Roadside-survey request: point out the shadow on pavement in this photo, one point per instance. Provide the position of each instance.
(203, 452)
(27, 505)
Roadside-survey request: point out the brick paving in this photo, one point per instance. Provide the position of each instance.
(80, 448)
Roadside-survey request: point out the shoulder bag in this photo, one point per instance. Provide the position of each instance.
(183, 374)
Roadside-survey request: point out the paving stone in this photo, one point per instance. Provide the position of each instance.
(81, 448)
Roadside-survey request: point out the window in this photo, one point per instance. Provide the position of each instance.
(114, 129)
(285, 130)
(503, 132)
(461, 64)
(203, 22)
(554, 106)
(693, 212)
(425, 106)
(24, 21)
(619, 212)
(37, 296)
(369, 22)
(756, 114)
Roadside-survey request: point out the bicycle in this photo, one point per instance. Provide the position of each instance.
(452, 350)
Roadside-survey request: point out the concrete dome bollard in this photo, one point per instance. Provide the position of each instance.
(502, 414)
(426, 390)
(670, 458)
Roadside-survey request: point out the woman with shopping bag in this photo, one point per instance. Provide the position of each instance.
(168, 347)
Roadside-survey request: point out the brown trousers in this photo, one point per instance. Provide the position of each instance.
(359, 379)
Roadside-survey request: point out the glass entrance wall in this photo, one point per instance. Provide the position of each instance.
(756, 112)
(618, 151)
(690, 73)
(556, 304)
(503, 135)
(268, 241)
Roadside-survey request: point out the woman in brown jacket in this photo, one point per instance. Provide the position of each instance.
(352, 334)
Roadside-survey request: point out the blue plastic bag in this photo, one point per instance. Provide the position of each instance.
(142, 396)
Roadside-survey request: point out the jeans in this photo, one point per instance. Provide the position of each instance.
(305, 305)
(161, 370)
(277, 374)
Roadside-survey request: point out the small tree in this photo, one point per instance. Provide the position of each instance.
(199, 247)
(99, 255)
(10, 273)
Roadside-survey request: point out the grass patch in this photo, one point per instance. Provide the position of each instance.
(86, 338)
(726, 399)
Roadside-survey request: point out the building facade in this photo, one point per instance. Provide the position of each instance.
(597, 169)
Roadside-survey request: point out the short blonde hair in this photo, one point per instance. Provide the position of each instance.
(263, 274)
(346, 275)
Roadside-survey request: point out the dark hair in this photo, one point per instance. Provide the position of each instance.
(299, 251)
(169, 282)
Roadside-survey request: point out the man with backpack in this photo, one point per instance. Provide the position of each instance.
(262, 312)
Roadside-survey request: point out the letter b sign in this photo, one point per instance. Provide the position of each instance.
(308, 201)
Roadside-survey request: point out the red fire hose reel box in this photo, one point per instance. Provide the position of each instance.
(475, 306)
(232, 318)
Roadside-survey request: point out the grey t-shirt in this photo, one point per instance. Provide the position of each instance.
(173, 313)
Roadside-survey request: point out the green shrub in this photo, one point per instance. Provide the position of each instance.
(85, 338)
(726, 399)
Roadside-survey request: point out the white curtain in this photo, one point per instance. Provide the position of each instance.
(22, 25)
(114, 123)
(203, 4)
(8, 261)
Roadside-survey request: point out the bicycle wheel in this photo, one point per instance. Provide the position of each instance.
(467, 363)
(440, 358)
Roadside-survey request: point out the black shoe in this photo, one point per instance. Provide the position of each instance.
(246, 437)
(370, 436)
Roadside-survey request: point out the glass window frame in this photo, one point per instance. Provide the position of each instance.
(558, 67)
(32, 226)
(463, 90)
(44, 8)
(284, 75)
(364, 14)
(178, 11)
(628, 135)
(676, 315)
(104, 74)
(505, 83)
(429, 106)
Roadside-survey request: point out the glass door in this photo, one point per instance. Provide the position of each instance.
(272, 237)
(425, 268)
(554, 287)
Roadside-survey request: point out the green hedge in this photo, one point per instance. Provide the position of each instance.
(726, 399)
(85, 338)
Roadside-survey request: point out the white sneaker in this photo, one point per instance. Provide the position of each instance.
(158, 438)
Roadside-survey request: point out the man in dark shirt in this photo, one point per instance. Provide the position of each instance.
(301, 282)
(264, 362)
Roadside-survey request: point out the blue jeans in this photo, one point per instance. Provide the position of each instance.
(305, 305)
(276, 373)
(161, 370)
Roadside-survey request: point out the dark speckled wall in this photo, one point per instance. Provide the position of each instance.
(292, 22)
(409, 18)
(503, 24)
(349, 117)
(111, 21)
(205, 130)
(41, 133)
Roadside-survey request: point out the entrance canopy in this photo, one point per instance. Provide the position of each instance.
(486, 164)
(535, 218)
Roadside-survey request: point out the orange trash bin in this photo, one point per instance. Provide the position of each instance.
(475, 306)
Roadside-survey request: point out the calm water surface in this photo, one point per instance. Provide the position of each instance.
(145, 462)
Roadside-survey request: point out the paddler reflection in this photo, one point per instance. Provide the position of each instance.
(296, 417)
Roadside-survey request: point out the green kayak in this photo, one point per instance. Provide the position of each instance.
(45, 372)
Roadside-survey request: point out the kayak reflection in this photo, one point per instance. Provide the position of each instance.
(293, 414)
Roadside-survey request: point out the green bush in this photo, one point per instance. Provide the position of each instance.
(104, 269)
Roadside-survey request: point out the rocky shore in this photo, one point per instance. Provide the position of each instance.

══════════════════════════════

### Given exercise
Copy all of the records above word for word, without changing anything.

### Response for this exercise
Roadside-survey request: point out the shadow on pavement in this photo, one point per instance. Provide the position of each instance.
(203, 452)
(27, 505)
Roadside-survey request: point out the brick paving in this photo, one point per instance. Provide the position of each instance.
(80, 448)
Roadside-survey request: point out the shoulder bag in this photo, one point per instance. Provide the position of each instance.
(183, 374)
Roadside-survey request: point out the paving stone in this photo, one point per instance. Provide the position of each instance.
(81, 448)
Roadside-survey request: point out the window in this photo, one point per instance. Provide the position of each instance.
(114, 129)
(285, 130)
(503, 132)
(461, 64)
(203, 22)
(554, 106)
(693, 212)
(425, 106)
(24, 21)
(619, 212)
(37, 296)
(369, 22)
(756, 114)
Roadside-survey request: point out the bicycle in this photo, one point per instance. Provide the position of each instance.
(452, 350)
Roadside-survey request: point out the concrete dome bollard in this photo, one point per instance. Provide the position of each instance.
(502, 414)
(426, 390)
(670, 458)
Roadside-survey request: point out the woman with shopping bag in this photo, one point per instance. Provide the position of each instance.
(168, 347)
Roadside-survey request: point out the brown trousers in this photo, one point per instance. Provide the position of each instance.
(359, 379)
Roadside-survey request: point out the glass entrance wall in this photo, one point per instance. Provide the position of each instance.
(756, 112)
(618, 151)
(690, 73)
(556, 304)
(503, 135)
(268, 241)
Roadside-survey request: point out the woman in brown jacket in this photo, one point per instance. Provide the position of each instance.
(352, 334)
Roadside-survey request: point out the blue plastic bag in this photo, one point per instance. Provide the position of each instance.
(142, 396)
Roadside-survey request: point out the jeans in this photo, one point per instance. Provide the position of each instance.
(305, 305)
(161, 370)
(277, 374)
Roadside-survey request: point out the small tree in this photo, one point per instance. Provide the position of each instance.
(199, 247)
(99, 255)
(10, 273)
Roadside-survey request: point out the grass patch in this photo, one point per instance. Provide the position of each instance.
(86, 338)
(726, 399)
Roadside-survey request: point out the building facade in this photo, one point per instance. Provide the position of each instance.
(597, 169)
Roadside-survey request: point out the short blonde hair in this photo, one point per instance. Provide the position of each instance.
(263, 274)
(346, 275)
Roadside-survey request: point out the dark hair in this photo, one point per instance. Provide the position of each instance.
(299, 251)
(169, 282)
Roadside-survey request: point out the man with backpack in this photo, one point per instance. Provide the position of each instance.
(262, 312)
Roadside-survey request: point out the letter b sign in this photo, one point per instance. Provide the position of each instance.
(308, 201)
Roadside-survey request: point out the red fire hose reel box in this photo, one point per instance. Provide the position of each instance.
(475, 306)
(232, 318)
Roadside-survey request: point out the grey t-shirt in this photo, one point per instance. Provide the position of each instance.
(173, 313)
Roadside-survey request: point out the green shrub in this photo, one point per instance. Provide the position of each instance.
(85, 338)
(726, 399)
Roadside-survey request: point out the white curtain in this photo, one point per instance. Provide the position of each instance.
(22, 25)
(114, 123)
(203, 4)
(8, 261)
Roadside-survey request: point out the bicycle wheel in this photo, one point per instance. Provide the position of each instance.
(467, 363)
(440, 358)
Roadside-survey request: point out the black shoe in this photo, one point per instance. Provide the position of each instance.
(246, 437)
(370, 436)
Roadside-survey request: point out the glass window frame in this photo, one point per instance. Provide the position of each instance.
(558, 67)
(32, 226)
(463, 90)
(44, 8)
(284, 75)
(364, 14)
(178, 11)
(628, 135)
(676, 315)
(104, 74)
(505, 83)
(429, 106)
Roadside-survey request: point out the glass door in this photo, one point per instance. Provide the position of each instance.
(272, 237)
(425, 268)
(554, 287)
Roadside-survey request: point out the green hedge in this photo, one point per instance. Provide the position of each instance.
(726, 399)
(85, 338)
Roadside-survey request: point out the white sneaker in this photo, one point per instance. Provide the position of each instance.
(158, 438)
Roadside-survey request: point out the man in dark shirt in this photo, one point per instance. Provide the position of each instance.
(301, 282)
(264, 362)
Roadside-survey request: point out the blue jeans in this photo, one point per instance. Provide the position of each instance.
(305, 305)
(276, 373)
(161, 370)
Roadside-survey request: point out the dark speckled wall in this photo, one point per instance. Provide the position of each instance.
(292, 22)
(409, 18)
(503, 24)
(349, 117)
(111, 21)
(205, 130)
(41, 133)
Roadside-survey request: point out the entrance canopy in this photo, one point per instance. Provide the position of each instance.
(486, 164)
(535, 218)
Roadside-survey request: point out the orange trash bin in this photo, one point per instance. Provide the position of each instance.
(475, 306)
Roadside-survey request: point out the calm water surface in this photo, one point per instance. Provide the position of each instance.
(145, 462)
Roadside-survey request: point out the paddler reflection in this photo, one point per instance. Provide the position of each instance.
(296, 417)
Roadside-survey request: point out the green kayak in this photo, one point per instance. Provide the position of each instance.
(45, 372)
Roadside-survey request: point out the kayak reflection in this photo, one point per instance. Provide the position of each instance.
(293, 414)
Roadside-survey request: point out the green bush in this photo, one point per instance. Provide the position of each instance.
(104, 269)
Roadside-survey request: point out the rocky shore in this photo, one point per instance. Provide the position of each instance.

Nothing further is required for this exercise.